▶

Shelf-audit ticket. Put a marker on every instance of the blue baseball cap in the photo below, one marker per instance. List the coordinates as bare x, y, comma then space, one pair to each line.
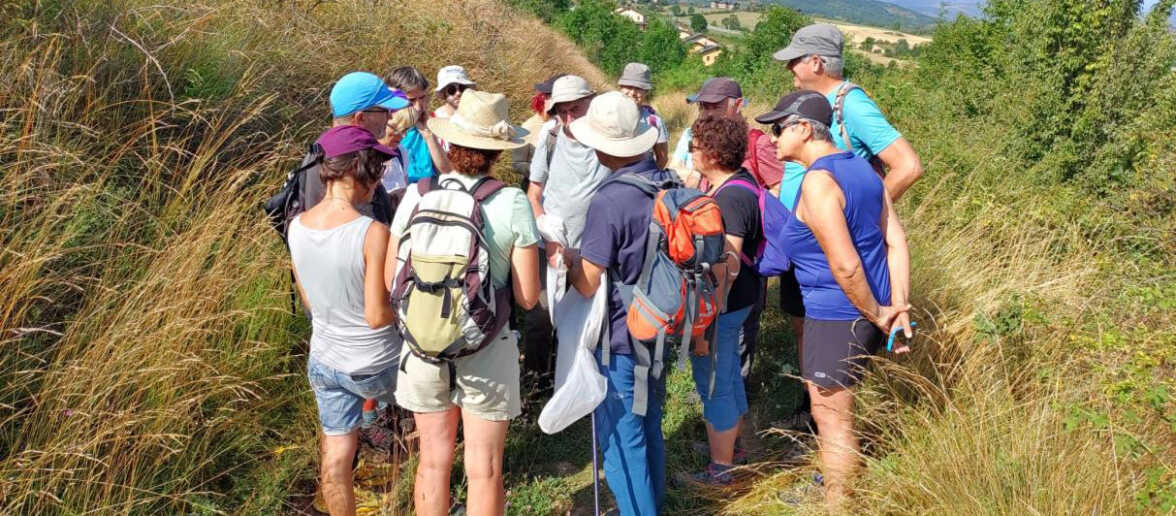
360, 91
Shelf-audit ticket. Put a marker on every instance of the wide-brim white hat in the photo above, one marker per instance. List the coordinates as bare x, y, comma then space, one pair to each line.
481, 122
614, 126
568, 88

◀

* **Exercise**
Please reproduce all of the records above word for word, and leave the pictures out.

* **Right answer**
Shelf-audit ticket. Put a marker on every instance of the blue baseball cap in the photo below, one marker per instance. List the coordinates as bare x, y, comma then space, one pair to each line.
360, 91
Shelf-audit ticket. Put a marker on every instance of the wide-brim white hat in the photo above, one marker per instance. List the coordinates as bare x, y, comma then space, one pair to each line.
481, 122
614, 126
568, 88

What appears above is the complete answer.